[Coordinate annotation entries]

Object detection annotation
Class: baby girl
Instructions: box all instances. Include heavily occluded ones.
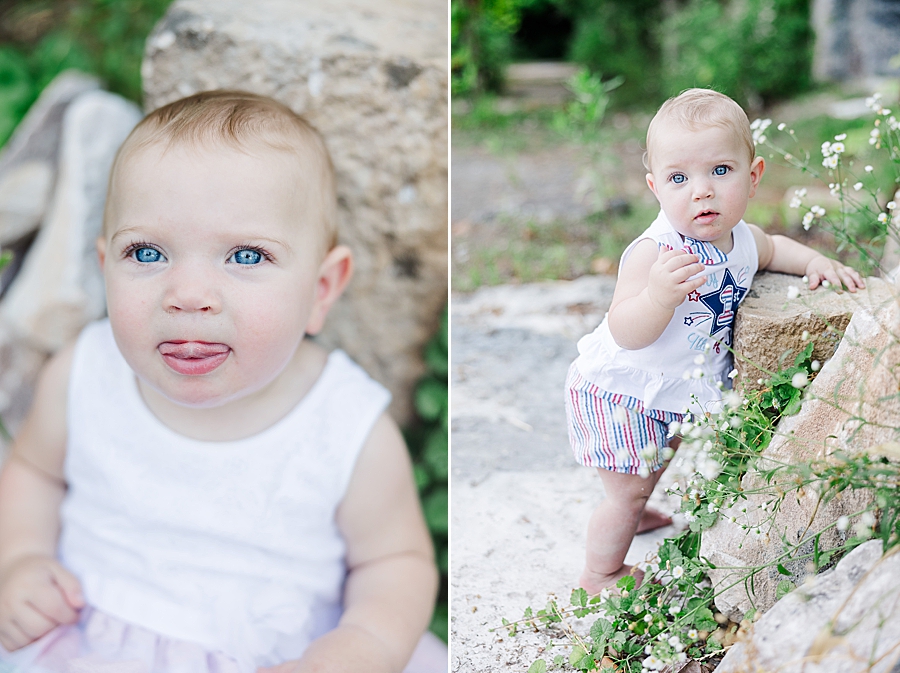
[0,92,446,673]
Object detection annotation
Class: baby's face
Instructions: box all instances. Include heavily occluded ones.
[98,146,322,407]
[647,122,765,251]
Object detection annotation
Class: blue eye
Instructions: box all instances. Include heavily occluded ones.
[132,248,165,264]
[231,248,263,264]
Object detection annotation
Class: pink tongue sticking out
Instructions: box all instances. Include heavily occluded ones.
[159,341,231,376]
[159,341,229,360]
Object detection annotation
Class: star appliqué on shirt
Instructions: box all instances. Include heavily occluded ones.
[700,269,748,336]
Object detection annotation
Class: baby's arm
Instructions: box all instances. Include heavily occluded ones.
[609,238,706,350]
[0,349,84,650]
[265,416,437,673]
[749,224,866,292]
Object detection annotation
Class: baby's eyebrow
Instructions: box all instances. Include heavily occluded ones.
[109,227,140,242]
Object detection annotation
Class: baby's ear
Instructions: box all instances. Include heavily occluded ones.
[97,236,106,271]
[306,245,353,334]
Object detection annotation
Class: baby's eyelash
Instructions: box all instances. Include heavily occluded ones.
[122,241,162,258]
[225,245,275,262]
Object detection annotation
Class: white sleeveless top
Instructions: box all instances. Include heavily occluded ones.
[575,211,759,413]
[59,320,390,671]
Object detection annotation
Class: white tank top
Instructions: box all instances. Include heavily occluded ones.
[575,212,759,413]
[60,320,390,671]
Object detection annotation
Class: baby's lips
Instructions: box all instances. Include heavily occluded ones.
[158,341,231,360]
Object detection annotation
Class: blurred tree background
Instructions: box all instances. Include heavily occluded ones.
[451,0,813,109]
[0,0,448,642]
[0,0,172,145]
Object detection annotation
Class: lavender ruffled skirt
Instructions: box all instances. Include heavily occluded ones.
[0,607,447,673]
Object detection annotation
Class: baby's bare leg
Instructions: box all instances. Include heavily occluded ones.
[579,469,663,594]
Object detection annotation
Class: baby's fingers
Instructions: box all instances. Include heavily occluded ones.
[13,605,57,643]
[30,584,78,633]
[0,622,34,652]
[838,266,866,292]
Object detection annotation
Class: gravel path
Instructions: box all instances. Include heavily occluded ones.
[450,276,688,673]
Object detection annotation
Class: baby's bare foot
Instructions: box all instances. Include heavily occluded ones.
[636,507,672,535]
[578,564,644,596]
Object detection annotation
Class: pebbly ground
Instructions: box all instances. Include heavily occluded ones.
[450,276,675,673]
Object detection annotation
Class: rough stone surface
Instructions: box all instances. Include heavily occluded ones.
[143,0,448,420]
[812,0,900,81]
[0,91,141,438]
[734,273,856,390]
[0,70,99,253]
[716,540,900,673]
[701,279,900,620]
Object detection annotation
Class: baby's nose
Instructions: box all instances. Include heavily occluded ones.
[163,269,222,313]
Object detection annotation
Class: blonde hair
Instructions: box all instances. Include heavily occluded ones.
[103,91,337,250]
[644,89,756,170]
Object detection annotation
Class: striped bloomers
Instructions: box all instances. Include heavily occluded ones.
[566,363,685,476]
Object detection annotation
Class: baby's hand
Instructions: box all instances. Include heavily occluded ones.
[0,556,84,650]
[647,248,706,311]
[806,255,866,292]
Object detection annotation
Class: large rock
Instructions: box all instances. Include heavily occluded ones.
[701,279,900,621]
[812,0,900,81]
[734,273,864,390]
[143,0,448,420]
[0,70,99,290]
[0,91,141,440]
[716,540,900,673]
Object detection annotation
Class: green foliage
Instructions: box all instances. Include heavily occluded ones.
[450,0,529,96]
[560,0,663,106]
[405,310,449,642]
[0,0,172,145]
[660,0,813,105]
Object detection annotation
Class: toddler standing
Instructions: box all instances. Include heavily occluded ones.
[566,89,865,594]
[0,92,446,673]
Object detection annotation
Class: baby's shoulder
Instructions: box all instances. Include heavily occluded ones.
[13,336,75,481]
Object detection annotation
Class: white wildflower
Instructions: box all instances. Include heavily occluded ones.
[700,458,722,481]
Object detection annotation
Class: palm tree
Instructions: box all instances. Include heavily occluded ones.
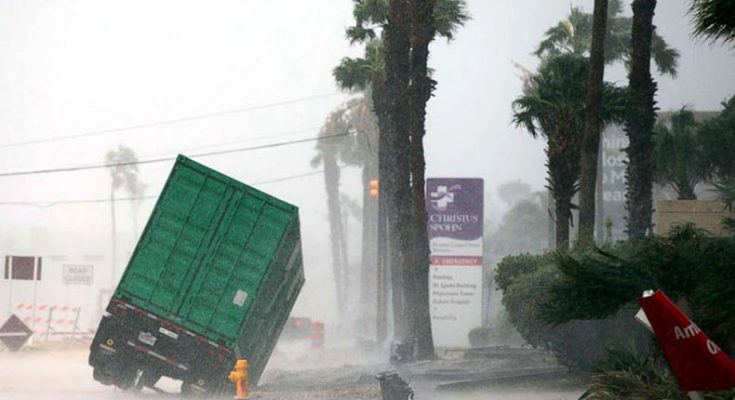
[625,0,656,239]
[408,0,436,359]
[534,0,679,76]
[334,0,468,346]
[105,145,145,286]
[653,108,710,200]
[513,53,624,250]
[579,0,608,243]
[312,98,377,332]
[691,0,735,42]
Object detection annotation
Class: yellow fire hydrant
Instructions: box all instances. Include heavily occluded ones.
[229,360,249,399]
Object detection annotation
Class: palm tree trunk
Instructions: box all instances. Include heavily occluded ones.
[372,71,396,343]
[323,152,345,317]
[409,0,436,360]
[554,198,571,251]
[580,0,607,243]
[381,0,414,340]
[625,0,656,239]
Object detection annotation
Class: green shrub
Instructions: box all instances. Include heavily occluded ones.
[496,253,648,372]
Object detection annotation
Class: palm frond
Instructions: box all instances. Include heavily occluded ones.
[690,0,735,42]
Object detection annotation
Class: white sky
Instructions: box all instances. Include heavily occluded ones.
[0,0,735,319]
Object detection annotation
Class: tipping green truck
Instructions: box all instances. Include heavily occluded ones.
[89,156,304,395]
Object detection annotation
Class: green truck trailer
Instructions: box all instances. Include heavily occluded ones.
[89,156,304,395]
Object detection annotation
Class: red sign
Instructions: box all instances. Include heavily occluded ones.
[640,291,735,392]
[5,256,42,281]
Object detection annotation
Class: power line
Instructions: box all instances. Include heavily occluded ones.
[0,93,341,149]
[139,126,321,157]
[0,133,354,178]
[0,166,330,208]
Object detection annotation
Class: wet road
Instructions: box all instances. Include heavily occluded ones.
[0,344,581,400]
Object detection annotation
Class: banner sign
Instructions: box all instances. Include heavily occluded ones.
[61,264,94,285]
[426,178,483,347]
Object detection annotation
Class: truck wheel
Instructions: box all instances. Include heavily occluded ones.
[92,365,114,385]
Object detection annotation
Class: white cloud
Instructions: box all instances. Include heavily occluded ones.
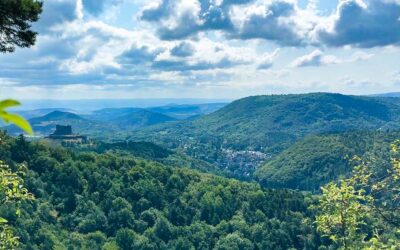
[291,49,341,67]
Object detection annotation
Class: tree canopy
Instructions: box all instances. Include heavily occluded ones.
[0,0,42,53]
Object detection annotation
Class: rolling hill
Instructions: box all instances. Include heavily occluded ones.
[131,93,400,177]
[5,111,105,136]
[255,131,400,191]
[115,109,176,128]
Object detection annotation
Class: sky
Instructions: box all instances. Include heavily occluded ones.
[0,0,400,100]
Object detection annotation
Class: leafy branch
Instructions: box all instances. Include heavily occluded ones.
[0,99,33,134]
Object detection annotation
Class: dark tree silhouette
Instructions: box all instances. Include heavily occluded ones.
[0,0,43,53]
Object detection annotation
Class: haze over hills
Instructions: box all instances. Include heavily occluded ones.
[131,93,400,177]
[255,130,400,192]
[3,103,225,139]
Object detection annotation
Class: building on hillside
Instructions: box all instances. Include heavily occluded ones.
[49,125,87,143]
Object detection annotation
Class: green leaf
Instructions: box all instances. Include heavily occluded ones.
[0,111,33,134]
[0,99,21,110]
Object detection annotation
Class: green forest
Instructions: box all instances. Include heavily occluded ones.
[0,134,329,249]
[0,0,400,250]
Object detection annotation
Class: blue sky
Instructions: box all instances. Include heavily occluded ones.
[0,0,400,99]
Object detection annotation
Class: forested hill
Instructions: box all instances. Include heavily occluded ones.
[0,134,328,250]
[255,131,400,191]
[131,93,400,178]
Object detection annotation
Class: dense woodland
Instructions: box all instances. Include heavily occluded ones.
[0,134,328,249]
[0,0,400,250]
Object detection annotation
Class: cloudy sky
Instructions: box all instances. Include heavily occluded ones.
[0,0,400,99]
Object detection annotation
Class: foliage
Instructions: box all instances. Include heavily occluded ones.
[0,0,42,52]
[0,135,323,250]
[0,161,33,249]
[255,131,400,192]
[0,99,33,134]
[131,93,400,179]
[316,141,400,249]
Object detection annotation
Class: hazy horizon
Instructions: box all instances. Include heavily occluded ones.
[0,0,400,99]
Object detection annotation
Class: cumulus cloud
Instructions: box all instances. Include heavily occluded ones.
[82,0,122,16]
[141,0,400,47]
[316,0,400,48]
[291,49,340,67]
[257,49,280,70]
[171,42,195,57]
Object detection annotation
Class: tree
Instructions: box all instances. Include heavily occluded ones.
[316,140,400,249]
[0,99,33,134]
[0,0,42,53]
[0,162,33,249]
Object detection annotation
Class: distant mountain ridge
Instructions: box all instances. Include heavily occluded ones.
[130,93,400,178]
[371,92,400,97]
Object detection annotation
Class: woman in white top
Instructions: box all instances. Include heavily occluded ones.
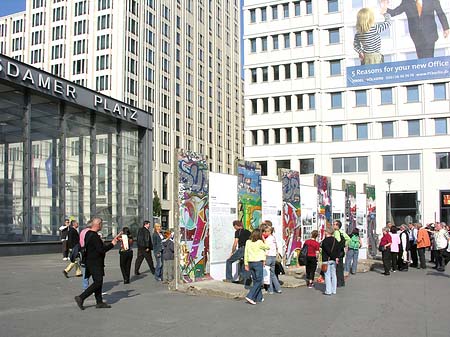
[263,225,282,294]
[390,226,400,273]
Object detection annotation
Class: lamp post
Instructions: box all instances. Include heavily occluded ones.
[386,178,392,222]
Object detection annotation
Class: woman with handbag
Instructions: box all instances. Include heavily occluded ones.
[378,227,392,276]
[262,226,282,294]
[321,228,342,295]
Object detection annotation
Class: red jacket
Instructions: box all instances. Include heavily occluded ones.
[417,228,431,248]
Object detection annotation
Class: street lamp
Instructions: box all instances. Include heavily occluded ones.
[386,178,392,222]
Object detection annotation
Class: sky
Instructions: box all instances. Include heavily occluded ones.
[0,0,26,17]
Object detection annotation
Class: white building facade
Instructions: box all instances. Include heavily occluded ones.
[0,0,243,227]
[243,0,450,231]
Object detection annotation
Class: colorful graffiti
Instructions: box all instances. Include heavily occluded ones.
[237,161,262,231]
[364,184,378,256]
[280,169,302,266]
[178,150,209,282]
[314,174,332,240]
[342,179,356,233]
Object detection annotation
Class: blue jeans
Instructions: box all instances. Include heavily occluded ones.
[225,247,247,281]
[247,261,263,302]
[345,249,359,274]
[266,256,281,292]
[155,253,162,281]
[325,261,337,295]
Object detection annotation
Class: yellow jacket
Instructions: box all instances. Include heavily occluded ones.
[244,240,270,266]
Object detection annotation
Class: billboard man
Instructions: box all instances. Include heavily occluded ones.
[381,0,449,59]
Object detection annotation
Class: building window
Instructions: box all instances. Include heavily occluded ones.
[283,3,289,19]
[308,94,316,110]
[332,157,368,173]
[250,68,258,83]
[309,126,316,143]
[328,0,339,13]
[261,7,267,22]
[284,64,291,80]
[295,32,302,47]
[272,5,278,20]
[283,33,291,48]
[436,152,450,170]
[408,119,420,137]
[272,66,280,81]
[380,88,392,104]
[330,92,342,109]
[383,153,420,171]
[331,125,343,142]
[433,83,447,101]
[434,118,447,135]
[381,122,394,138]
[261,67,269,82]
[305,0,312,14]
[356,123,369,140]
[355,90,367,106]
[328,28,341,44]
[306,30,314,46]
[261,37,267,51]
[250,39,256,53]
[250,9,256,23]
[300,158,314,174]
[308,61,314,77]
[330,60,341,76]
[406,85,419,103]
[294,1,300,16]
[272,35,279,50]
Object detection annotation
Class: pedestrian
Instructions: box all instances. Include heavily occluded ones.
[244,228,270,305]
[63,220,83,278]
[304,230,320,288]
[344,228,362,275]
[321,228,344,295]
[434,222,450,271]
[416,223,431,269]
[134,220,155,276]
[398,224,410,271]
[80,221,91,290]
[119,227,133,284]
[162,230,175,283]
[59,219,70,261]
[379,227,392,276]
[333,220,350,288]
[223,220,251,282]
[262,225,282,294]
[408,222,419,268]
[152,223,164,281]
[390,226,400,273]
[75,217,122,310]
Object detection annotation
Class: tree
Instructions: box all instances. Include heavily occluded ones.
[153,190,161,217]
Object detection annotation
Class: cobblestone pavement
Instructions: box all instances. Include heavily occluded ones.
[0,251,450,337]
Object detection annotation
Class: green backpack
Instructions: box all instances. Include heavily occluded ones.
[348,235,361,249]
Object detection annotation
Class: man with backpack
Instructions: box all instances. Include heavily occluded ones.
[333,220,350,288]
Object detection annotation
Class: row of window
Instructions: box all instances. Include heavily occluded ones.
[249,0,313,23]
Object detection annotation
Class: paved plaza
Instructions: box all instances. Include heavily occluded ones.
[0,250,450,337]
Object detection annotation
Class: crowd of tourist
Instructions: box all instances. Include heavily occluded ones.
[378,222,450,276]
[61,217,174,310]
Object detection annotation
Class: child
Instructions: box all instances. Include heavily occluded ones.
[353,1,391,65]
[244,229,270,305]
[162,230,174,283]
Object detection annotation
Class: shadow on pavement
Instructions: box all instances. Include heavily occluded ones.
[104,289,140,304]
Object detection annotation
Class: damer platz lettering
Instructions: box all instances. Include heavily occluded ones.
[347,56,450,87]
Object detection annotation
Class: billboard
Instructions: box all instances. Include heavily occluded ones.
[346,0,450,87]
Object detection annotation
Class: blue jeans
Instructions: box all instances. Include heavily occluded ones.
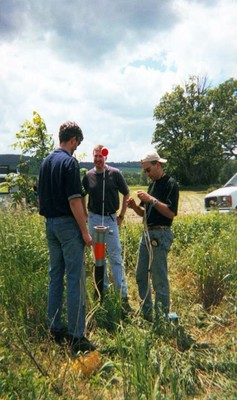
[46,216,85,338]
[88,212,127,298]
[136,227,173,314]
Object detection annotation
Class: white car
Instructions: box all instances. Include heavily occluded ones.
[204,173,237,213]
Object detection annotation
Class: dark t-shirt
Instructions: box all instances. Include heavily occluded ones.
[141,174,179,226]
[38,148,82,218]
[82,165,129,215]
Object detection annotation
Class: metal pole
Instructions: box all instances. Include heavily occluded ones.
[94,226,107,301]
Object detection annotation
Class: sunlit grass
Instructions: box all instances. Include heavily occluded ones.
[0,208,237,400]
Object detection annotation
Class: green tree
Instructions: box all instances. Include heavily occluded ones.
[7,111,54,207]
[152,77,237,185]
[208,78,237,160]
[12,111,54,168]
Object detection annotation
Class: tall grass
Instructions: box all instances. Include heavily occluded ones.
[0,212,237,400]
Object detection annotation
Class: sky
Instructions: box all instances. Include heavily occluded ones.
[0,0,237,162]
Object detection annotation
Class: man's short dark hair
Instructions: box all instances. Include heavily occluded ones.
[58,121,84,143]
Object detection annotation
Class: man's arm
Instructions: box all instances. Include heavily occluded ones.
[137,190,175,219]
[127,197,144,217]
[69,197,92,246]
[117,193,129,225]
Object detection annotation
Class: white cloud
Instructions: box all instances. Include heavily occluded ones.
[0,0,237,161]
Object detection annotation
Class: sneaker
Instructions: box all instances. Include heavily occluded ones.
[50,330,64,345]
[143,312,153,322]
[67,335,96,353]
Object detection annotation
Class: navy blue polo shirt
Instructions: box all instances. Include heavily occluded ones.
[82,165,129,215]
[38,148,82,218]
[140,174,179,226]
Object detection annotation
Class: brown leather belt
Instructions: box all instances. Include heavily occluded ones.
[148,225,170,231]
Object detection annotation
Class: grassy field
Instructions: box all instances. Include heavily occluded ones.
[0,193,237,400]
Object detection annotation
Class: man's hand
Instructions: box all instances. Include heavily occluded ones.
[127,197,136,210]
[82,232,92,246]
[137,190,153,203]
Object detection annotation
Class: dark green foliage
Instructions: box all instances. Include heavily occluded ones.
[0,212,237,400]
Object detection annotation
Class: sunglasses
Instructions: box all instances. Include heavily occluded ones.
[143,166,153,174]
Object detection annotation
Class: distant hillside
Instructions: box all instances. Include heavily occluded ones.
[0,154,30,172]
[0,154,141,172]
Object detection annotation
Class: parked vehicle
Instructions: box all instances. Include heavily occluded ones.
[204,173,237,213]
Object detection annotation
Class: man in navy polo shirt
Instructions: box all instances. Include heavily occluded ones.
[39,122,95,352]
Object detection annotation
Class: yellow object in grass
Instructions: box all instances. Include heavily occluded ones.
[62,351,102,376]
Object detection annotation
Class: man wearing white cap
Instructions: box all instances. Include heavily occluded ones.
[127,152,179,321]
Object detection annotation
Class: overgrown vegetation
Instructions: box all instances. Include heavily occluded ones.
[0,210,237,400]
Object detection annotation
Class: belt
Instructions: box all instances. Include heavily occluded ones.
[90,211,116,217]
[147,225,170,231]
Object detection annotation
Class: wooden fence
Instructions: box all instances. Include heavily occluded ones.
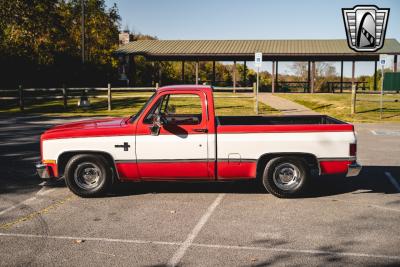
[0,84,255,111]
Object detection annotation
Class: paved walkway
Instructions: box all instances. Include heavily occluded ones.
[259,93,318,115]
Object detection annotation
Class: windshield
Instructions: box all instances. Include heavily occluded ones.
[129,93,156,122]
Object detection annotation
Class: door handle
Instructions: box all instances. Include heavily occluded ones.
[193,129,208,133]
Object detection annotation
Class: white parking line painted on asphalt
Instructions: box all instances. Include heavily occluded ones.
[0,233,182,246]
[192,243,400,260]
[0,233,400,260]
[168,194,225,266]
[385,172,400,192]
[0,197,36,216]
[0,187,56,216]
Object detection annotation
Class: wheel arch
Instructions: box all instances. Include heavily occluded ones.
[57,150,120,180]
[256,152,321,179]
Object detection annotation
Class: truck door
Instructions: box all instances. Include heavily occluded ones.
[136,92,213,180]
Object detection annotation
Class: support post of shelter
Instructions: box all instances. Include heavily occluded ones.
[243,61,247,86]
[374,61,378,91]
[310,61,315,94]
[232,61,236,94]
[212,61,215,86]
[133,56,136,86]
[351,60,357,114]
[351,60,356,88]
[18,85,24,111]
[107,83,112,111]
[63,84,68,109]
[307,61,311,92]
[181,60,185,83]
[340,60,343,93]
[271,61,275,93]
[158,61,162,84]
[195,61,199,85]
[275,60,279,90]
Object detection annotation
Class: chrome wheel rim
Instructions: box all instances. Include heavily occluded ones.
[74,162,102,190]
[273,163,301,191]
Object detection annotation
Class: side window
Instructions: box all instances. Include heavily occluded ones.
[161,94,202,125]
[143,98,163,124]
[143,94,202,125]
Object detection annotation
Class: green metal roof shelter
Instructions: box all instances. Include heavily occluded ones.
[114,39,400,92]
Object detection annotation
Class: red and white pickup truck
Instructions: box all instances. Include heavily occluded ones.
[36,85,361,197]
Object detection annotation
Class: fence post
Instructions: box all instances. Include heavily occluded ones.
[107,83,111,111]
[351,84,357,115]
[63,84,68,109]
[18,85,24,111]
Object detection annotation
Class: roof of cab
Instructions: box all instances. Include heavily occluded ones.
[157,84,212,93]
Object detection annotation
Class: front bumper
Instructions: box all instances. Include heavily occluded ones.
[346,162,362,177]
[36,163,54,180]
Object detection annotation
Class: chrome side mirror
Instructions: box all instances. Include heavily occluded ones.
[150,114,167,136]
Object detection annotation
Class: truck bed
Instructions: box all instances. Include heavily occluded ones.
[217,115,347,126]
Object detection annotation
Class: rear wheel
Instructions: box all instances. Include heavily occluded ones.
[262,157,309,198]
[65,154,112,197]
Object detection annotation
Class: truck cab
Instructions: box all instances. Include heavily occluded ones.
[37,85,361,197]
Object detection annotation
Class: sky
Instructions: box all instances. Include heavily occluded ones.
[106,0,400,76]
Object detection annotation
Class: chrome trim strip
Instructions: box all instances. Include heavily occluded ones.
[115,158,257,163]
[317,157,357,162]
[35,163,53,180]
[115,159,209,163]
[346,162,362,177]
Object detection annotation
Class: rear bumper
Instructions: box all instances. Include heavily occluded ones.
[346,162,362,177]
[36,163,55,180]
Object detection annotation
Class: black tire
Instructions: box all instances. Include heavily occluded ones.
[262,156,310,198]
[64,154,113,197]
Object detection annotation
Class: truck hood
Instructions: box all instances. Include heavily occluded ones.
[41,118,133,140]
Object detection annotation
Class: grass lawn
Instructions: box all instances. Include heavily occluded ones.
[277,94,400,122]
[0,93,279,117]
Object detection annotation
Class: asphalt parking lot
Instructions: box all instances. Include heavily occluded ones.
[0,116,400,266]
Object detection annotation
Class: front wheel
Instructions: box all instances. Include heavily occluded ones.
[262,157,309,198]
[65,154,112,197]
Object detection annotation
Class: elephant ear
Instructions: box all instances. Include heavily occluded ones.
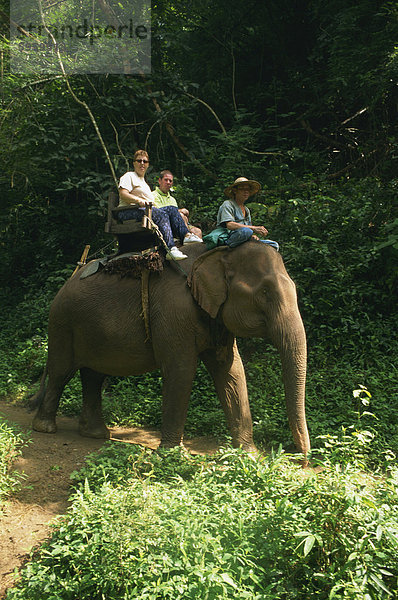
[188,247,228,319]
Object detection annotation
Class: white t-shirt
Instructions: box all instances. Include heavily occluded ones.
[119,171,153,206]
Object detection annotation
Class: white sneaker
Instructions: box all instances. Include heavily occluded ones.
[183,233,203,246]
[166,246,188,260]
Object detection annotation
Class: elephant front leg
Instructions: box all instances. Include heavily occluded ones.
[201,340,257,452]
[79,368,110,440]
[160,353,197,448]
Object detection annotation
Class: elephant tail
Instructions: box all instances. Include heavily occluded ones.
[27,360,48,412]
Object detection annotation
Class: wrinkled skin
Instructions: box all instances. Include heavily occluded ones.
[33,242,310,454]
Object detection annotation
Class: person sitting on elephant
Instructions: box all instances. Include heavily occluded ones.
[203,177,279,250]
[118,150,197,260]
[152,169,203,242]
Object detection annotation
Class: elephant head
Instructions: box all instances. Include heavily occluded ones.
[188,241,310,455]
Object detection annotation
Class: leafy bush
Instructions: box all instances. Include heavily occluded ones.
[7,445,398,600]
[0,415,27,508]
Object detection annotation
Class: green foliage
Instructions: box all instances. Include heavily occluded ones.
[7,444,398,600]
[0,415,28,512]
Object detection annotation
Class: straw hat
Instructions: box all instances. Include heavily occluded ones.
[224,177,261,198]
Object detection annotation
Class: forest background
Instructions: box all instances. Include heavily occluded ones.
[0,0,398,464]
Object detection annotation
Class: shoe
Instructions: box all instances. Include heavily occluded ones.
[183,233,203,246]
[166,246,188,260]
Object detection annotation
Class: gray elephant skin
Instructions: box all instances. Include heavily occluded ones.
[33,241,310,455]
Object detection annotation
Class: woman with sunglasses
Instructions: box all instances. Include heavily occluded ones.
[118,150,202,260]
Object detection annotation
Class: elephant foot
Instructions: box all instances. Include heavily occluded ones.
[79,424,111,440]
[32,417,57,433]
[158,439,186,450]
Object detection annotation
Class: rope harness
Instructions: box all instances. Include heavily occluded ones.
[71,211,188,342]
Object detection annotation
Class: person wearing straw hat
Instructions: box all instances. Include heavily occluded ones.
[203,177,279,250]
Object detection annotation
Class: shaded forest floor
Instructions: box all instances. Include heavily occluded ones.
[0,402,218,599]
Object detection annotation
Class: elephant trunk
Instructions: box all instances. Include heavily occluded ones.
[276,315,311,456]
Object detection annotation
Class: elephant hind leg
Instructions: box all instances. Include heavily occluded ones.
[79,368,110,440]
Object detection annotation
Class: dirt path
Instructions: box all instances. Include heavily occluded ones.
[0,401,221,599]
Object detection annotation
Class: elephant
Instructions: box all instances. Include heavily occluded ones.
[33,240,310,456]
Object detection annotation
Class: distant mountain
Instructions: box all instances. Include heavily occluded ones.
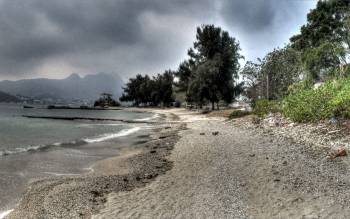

Directions for this task: Gather every line above that contains the word "front", and copy each one. Case matters.

Full answer:
Class: front bumper
Class: front wheel
Class: elephant front leg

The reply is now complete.